-- start of SOURCE DOCUMENT --

Repatriated () is a Mexican drama streaming television series, which is produced by BTF Media for the Walt Disney Company. In Latin America, the ten-part first season of the series was released on September 21, 2022 on Star+.

Plot  
Leonel grows up in the United States believing that Roberto is his birth father. Although he is not sure of his origins and does not speak Spanish, he constantly has nightmares about the Mexico – United States border and a woman Leonel cannot remember. Leonel does not question anything, however, because he has been leading a happy life so far. In addition to the good relationship with his parents, he not only has a wonderful girlfriend and close friends, but also a more than promising future as a boxer. What he does not know is that this is about to be radically changed by a betrayal. One day, faced with an important battle, Leonel is classified as an illegal immigrant and as a result arrested and deported to Matamoros, Mexico, without the opportunity to prove his US citizenship. Fate now leads Leonel to a picturesque neighborhood in Mexico City, where he faces many new challenges. Leonel not only has to learn a new language, get used to the Mexican culture and break down prejudices, but also ensure his survival, get to know his roots, implement his ideas and uncover old secrets. At the same time, Leonel tries to make new friends and possibly the true love, without his big dream of being a professional boxer and his urge to return to the country where he had previously seen his home and where his old life was waiting for him to lose sight.

-- end of SOURCE DOCUMENT --
-- start of EXTRACTED INFORMATION --

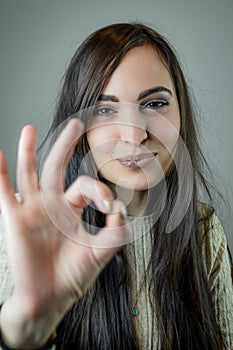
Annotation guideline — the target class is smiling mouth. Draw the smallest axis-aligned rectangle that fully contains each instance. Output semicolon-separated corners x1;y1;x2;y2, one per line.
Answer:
117;153;158;169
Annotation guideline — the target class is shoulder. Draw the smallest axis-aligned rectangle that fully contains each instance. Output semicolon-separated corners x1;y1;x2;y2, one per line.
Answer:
198;203;231;288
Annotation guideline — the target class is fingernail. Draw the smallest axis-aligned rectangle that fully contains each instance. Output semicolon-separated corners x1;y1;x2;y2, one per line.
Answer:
121;207;127;218
103;199;112;211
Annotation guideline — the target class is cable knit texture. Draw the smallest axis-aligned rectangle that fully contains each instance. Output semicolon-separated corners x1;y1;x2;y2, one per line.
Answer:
0;209;233;350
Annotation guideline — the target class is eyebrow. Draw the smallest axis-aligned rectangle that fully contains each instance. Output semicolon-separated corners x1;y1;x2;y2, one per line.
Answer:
98;86;173;102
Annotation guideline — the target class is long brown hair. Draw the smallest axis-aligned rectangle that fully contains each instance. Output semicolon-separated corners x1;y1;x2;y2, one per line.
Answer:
39;23;227;350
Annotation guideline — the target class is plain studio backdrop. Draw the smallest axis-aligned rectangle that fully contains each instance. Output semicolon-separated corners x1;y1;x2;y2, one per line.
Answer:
0;0;233;252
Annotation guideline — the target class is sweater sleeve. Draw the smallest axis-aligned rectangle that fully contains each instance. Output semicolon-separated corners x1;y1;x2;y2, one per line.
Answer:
203;213;233;349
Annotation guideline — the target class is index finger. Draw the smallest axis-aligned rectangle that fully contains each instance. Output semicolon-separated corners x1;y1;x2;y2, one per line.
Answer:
40;118;83;192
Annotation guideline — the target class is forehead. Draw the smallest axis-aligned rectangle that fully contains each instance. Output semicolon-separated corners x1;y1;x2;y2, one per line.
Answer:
102;46;174;102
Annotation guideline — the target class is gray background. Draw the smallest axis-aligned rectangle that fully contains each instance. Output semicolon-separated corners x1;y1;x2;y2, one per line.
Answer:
0;0;233;251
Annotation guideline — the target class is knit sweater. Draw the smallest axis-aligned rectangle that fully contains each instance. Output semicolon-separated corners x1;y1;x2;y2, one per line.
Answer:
0;209;233;350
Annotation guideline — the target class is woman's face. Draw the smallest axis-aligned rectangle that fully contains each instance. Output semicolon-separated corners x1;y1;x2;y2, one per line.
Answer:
87;46;180;190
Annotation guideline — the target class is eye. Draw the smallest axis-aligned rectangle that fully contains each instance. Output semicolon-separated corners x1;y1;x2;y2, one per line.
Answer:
142;99;169;110
94;105;117;117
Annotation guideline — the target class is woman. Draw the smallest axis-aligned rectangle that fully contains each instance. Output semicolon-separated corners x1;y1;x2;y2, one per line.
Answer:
0;23;233;350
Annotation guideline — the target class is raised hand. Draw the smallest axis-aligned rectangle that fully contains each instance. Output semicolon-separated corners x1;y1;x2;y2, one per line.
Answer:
0;119;128;349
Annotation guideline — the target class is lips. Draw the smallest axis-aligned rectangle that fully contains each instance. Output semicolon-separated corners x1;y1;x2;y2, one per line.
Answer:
118;153;157;169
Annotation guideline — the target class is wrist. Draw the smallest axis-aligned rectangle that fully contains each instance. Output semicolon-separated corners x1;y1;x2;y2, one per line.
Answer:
0;297;59;350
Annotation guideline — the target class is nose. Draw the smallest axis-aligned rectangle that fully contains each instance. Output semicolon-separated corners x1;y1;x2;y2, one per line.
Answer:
120;111;148;145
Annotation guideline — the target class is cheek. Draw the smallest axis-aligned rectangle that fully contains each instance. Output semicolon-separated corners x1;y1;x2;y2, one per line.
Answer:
87;127;116;169
148;116;180;153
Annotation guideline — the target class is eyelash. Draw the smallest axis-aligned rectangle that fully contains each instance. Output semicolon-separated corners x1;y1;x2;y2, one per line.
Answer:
141;99;169;110
94;99;169;117
94;105;118;117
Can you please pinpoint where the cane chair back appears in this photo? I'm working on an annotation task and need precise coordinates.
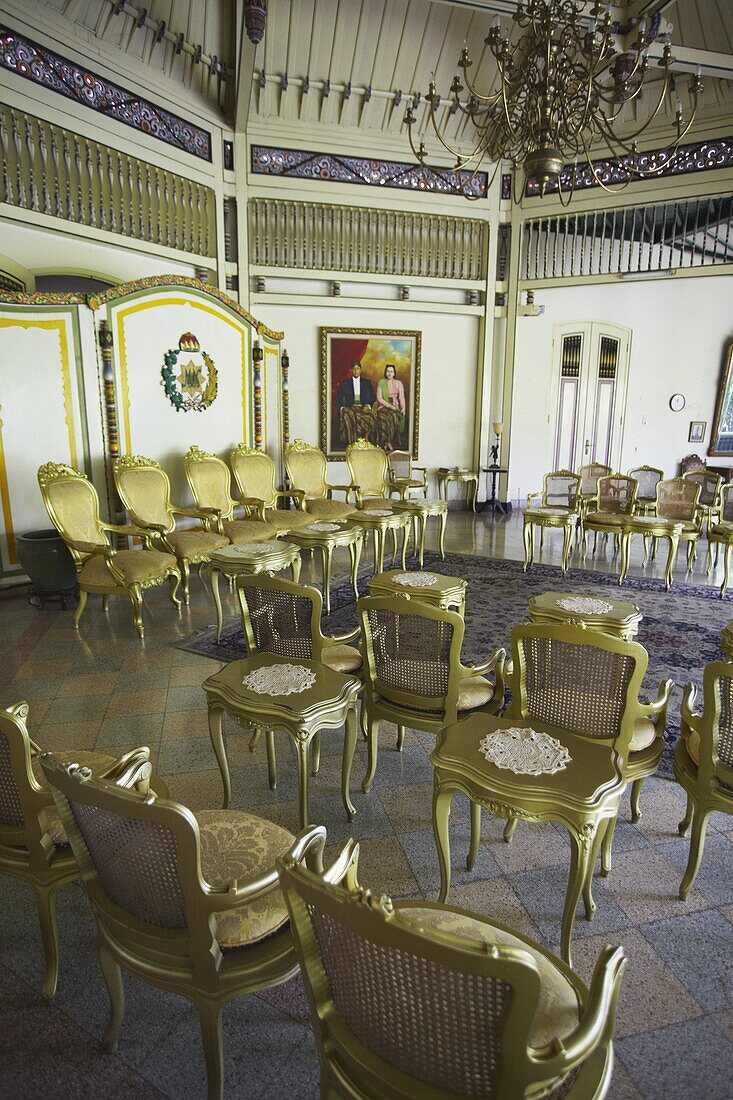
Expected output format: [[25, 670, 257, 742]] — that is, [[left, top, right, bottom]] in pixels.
[[277, 846, 625, 1100], [346, 439, 390, 499], [628, 466, 665, 504], [511, 623, 648, 766], [656, 477, 700, 524], [598, 474, 638, 516]]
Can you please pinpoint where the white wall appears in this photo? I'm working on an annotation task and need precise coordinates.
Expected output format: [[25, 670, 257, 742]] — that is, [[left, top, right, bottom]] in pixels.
[[254, 306, 479, 484], [510, 275, 733, 499]]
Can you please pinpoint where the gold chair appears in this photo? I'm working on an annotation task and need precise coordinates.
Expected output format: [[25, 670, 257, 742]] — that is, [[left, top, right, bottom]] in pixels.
[[430, 623, 647, 963], [708, 483, 733, 600], [184, 444, 277, 542], [628, 466, 665, 516], [357, 596, 506, 791], [652, 477, 702, 572], [675, 661, 733, 901], [524, 470, 580, 573], [0, 702, 157, 1000], [39, 462, 180, 638], [231, 443, 313, 534], [43, 754, 334, 1100], [112, 454, 229, 603], [285, 439, 354, 519], [389, 451, 427, 501], [583, 474, 638, 558], [277, 842, 626, 1100]]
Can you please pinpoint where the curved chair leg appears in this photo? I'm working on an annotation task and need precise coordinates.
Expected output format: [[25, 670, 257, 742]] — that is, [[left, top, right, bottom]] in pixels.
[[361, 718, 380, 794], [74, 589, 87, 630], [631, 777, 646, 824], [33, 882, 58, 1001], [98, 944, 124, 1054], [466, 802, 481, 871], [265, 729, 277, 791], [679, 806, 712, 901], [197, 1001, 223, 1100], [128, 584, 145, 638]]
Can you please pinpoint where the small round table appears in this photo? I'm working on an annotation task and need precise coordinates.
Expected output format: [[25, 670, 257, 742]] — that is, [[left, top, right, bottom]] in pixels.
[[209, 539, 300, 641], [369, 569, 467, 615], [524, 508, 578, 573], [349, 507, 412, 573], [527, 592, 643, 641], [437, 466, 479, 512], [392, 499, 448, 568], [201, 653, 361, 828], [279, 519, 364, 615], [619, 516, 683, 589]]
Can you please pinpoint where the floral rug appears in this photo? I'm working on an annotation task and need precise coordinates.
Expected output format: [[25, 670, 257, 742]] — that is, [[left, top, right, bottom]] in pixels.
[[177, 553, 733, 779]]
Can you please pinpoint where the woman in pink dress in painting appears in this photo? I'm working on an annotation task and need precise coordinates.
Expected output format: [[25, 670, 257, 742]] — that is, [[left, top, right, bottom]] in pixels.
[[376, 363, 407, 451]]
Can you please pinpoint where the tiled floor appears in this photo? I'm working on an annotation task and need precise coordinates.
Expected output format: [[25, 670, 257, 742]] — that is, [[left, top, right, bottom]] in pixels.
[[0, 512, 733, 1100]]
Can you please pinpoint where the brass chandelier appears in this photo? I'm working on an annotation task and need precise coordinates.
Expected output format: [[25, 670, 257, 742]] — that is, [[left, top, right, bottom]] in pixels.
[[404, 0, 702, 201]]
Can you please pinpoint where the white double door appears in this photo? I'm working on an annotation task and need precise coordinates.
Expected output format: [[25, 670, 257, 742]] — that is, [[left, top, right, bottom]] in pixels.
[[548, 321, 632, 471]]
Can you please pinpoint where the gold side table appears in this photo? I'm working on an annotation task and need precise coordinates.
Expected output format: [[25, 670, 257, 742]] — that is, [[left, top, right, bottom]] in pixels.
[[619, 516, 683, 589], [349, 507, 412, 573], [369, 569, 467, 615], [437, 466, 479, 512], [277, 519, 364, 614], [201, 653, 361, 828], [210, 539, 300, 641], [527, 592, 644, 641], [524, 508, 579, 573], [392, 499, 448, 569]]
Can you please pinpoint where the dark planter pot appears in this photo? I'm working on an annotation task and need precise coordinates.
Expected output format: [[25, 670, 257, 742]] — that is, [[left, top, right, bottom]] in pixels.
[[15, 530, 76, 607]]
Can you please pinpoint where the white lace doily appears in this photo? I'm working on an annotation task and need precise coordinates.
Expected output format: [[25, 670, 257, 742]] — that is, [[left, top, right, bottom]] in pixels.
[[479, 726, 572, 776], [232, 539, 285, 553], [557, 596, 613, 615], [242, 664, 316, 695], [392, 572, 439, 589]]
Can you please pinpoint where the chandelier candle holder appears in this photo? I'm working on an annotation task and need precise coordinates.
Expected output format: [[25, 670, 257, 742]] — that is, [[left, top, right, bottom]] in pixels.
[[404, 0, 702, 201]]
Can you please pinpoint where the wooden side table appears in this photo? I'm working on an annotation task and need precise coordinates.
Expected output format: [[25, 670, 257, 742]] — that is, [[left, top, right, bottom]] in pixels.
[[437, 466, 479, 512], [210, 539, 300, 641], [201, 653, 361, 828]]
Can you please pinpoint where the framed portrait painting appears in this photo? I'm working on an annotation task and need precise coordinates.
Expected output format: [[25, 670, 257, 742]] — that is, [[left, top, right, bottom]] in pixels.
[[320, 329, 422, 459]]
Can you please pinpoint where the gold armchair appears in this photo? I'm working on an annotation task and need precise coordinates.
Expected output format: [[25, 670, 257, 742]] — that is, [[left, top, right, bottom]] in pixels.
[[675, 661, 733, 901], [285, 439, 354, 519], [43, 755, 338, 1100], [346, 439, 390, 512], [39, 462, 180, 638], [112, 454, 229, 603], [231, 443, 313, 532], [184, 444, 276, 542], [0, 702, 159, 1000], [277, 840, 626, 1100]]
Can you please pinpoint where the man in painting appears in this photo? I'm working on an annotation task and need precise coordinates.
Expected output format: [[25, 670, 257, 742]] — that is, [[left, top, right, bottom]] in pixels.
[[336, 360, 376, 447]]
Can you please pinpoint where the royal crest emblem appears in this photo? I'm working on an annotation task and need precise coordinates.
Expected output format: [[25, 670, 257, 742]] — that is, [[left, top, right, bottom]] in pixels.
[[161, 332, 218, 413]]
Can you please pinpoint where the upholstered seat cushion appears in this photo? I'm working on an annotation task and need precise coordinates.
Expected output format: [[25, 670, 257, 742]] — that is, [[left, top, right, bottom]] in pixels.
[[395, 902, 580, 1046], [31, 749, 117, 847], [79, 541, 177, 589], [320, 645, 364, 672], [166, 528, 229, 561], [195, 810, 295, 947], [458, 677, 494, 711], [306, 498, 357, 519]]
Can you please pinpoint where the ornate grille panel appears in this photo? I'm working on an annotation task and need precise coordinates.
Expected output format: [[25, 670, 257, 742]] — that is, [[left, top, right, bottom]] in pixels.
[[522, 195, 733, 281], [249, 199, 488, 279], [0, 106, 216, 256]]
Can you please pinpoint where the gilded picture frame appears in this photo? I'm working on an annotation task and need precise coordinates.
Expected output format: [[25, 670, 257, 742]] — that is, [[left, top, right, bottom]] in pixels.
[[320, 328, 423, 461]]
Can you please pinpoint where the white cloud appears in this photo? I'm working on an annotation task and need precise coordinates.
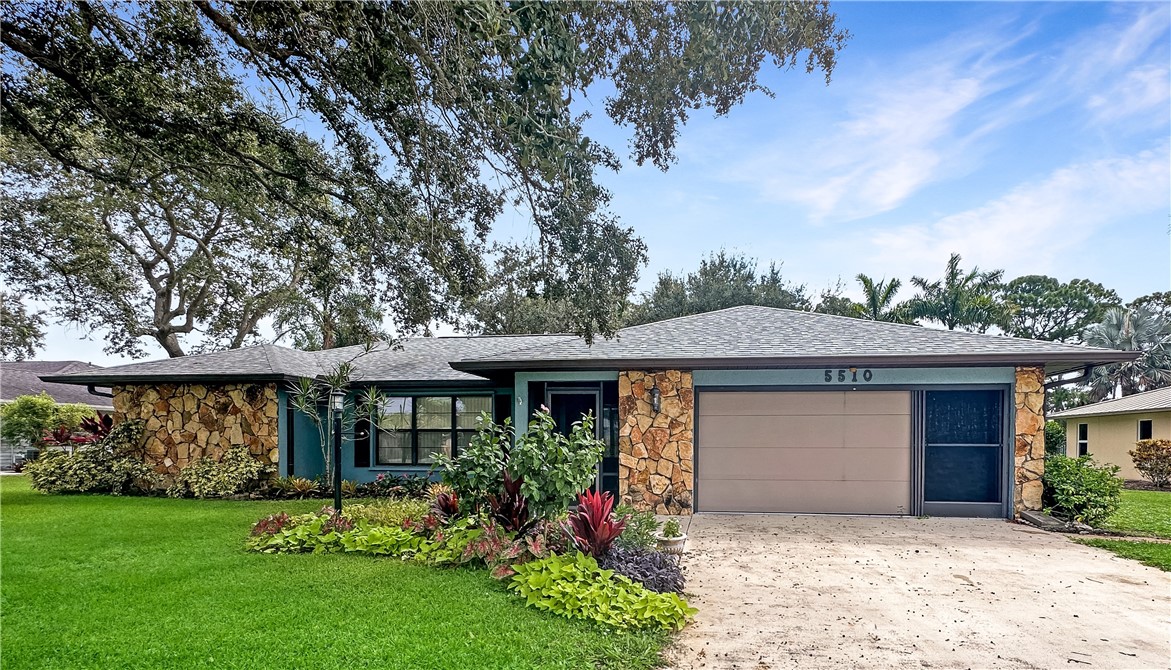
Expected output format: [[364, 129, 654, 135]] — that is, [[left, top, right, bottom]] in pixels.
[[864, 144, 1171, 276]]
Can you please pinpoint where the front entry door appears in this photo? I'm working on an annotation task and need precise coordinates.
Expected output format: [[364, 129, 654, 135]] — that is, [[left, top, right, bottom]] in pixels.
[[545, 388, 618, 499]]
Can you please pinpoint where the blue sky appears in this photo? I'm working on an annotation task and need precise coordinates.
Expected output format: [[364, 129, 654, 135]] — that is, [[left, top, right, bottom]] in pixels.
[[32, 2, 1171, 364]]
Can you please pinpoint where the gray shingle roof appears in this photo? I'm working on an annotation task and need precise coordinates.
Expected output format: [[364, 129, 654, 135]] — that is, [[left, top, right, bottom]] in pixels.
[[453, 306, 1132, 370], [0, 361, 114, 409], [1049, 388, 1171, 418], [44, 307, 1134, 384]]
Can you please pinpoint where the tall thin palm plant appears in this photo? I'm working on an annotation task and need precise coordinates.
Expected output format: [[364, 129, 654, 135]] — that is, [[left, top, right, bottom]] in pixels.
[[1082, 307, 1171, 401], [908, 253, 1005, 333], [855, 273, 911, 323]]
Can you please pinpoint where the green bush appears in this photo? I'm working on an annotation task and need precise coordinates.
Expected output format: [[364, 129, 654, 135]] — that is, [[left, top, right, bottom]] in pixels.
[[1045, 419, 1066, 458], [508, 552, 697, 630], [1130, 439, 1171, 487], [0, 391, 96, 446], [25, 444, 163, 495], [166, 446, 272, 498], [1043, 456, 1122, 526], [342, 498, 431, 528], [614, 505, 659, 549]]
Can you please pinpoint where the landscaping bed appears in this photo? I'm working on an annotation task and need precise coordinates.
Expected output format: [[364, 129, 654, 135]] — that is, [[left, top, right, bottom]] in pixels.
[[0, 477, 667, 669]]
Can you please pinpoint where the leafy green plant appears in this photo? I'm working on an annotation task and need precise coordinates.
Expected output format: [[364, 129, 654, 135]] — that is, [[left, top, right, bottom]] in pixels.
[[342, 498, 431, 528], [1045, 419, 1066, 458], [1129, 439, 1171, 487], [663, 519, 683, 538], [1043, 456, 1122, 526], [508, 552, 697, 630], [614, 505, 659, 549], [566, 491, 626, 559], [0, 391, 94, 447], [166, 446, 272, 498], [25, 444, 162, 495], [598, 546, 684, 594]]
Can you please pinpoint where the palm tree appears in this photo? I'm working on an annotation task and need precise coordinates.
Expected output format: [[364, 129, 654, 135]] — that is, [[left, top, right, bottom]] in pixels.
[[906, 253, 1005, 333], [1082, 307, 1171, 401], [854, 274, 911, 323]]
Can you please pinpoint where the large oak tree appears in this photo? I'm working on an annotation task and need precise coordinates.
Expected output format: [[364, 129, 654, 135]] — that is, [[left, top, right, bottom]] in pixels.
[[0, 0, 847, 354]]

-- end of EXTRACTED INFORMATION --

**WRITTEN INSTRUCTION 1**: According to the text on the series Repatriated, to which Mexican city is Leonel deported after his arrest?
**WRITTEN INSTRUCTION 2**: Return, word for word, the part of the text on the series Repatriated that opens with the words containing "Repatriated () is" and closes with "2022 on Star+.".
The lines are material separate from the text on the series Repatriated.

**EXERCISE SOLUTION 1**: Matamoros

**EXERCISE SOLUTION 2**:
Repatriated () is a Mexican drama streaming television series, which is produced by BTF Media for the Walt Disney Company. In Latin America, the ten-part first season of the series was released on September 21, 2022 on Star+.